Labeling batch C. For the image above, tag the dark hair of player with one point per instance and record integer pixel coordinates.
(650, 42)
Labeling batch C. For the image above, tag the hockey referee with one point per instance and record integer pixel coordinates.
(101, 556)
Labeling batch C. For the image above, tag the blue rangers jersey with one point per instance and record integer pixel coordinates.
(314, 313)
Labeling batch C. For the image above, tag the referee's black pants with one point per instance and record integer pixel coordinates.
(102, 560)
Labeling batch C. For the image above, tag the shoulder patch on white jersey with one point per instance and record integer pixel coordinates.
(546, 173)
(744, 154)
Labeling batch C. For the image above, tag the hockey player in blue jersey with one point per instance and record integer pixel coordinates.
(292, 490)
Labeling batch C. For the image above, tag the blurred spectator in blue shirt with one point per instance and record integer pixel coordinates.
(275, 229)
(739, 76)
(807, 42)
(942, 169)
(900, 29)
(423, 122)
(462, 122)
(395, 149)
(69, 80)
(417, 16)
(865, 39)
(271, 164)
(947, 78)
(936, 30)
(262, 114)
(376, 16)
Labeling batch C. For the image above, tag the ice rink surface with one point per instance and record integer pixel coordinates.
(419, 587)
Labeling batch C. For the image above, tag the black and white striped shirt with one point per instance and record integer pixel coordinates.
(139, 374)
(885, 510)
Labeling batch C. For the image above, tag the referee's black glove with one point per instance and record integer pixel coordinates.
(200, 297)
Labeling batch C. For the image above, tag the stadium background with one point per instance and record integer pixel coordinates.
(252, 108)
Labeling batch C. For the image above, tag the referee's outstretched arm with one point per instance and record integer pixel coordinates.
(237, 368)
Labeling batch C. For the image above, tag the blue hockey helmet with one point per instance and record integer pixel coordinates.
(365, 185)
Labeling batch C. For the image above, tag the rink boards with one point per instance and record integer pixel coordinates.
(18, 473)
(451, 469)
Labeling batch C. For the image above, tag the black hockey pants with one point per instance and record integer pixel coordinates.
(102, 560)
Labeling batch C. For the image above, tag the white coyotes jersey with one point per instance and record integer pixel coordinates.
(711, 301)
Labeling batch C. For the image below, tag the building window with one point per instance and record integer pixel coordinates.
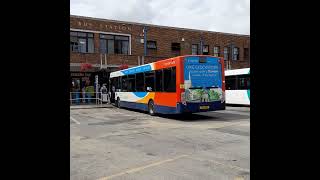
(246, 54)
(113, 44)
(216, 51)
(225, 53)
(175, 47)
(205, 50)
(151, 44)
(81, 42)
(235, 53)
(194, 49)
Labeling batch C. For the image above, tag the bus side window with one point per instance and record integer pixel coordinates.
(124, 84)
(149, 81)
(159, 80)
(169, 79)
(230, 82)
(131, 83)
(140, 82)
(243, 82)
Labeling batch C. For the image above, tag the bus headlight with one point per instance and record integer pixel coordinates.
(183, 98)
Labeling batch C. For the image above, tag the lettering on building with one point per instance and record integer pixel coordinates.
(105, 27)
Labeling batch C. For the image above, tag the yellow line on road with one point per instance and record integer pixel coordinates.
(133, 170)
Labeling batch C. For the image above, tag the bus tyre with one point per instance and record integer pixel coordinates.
(151, 107)
(118, 102)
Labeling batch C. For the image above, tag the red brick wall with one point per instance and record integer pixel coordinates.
(162, 35)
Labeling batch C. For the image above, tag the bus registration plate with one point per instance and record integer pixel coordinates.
(204, 107)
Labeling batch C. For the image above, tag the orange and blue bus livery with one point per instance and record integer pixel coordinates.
(183, 84)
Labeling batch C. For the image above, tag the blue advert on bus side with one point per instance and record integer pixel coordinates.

....

**Your task:** Write the listing above out again exactly, dropping each image.

**Solution to this problem:**
Labeling batch C. For the image above, tag the dark hair of player with one point per instance and record integer pixel coordinates.
(650, 42)
Labeling batch C. For the image above, tag the hockey referee with one point per instance and record integer pixel coordinates.
(101, 556)
Labeling batch C. For the image above, tag the blue rangers jersey with one point per instance and record integer pixel coordinates.
(314, 313)
Labeling batch C. For the image above, tag the referee's black pants with one point per instance and record integer pixel coordinates.
(102, 560)
Labeling batch C. For the image above, tag the shoulder patch on white jersey with one point per instance and record integer pixel coordinates.
(546, 173)
(744, 154)
Labeling batch C. For the image above, tag the hockey player in blue jersey with one point per instance and record integer pixel coordinates.
(292, 490)
Labeling batch C. For the image above, tag the blurred spectator in blue shirt with one point per instance and record integer pixel coordinates.
(275, 229)
(739, 76)
(807, 42)
(942, 169)
(900, 29)
(423, 122)
(462, 122)
(395, 149)
(69, 80)
(417, 16)
(865, 39)
(271, 164)
(947, 78)
(936, 30)
(262, 114)
(376, 16)
Labeling batch C. For the image above, tag the ice rink surface with one point per instance and record integer pixel coordinates.
(419, 587)
Labeling batch C. For the image above, tag the black and white striped shirt with one point per instance and record integer pixel coordinates.
(139, 374)
(885, 510)
Labeling batch C. For the image above, tag the referee's black glove with one point per instance and record integer pixel coordinates.
(200, 297)
Labeling batch C. For the image above, tag the stadium background with one point per instance and record integer pixel coordinates.
(252, 108)
Labeling batch C. For the image above, tag the referee's outstretched arm with one point per instance and record integer pixel coordinates.
(237, 368)
Labeling batch C. For the image above, tag the blue hockey helmet with one point per instance and record integer pixel coordinates.
(365, 185)
Labeling batch C. For the image above, tag the rink boards with one point per instance and record integer pixel coordinates.
(18, 473)
(451, 469)
Labeling batch C. For the image above, tag the black hockey pants with one point per instance and record integer pixel coordinates.
(102, 560)
Labeling batch C. For the image above, tag the white coyotes jersey with one point per instance and record integer pixel coordinates.
(711, 301)
Labeling batch C. For the image below, tag the building window with one point per instance and record integer pixel coordinates.
(246, 54)
(113, 44)
(216, 51)
(225, 53)
(175, 47)
(205, 50)
(151, 44)
(81, 42)
(235, 53)
(194, 49)
Labeling batch C. For the image above, tag the bus side window with one point per instance and record integer pixel coordinates.
(124, 84)
(149, 81)
(159, 80)
(169, 79)
(230, 82)
(131, 83)
(140, 82)
(243, 82)
Labeling batch C. For the image above, tag the bus headlight with one point per instance and record integer pixel coordinates.
(183, 98)
Labeling batch C. For the image above, tag the lettering on building with one point per instance and record integer pixel coordinates.
(105, 27)
Labeling batch C. For the image above, tag the yellow line on road with one point per instance and record integer pixel coordinates.
(133, 170)
Labeling batch C. For the image above, tag the bus tyre with one point per instance and record integer pixel coordinates.
(151, 107)
(118, 102)
Labeling batch C. For the image above, tag the red brick wall with one point per instance and record integer pixel coordinates.
(162, 35)
Labeling batch C. For the image above, tag the bus registration plate with one point per instance and record integer pixel coordinates.
(204, 107)
Labeling batch C. For the image above, tag the orange and blue bus livery with one point per instance and record integer pixel coordinates.
(183, 84)
Labeling batch C. For the image above, tag the blue advert on bus side with one point per instance and record integer pixel coordinates.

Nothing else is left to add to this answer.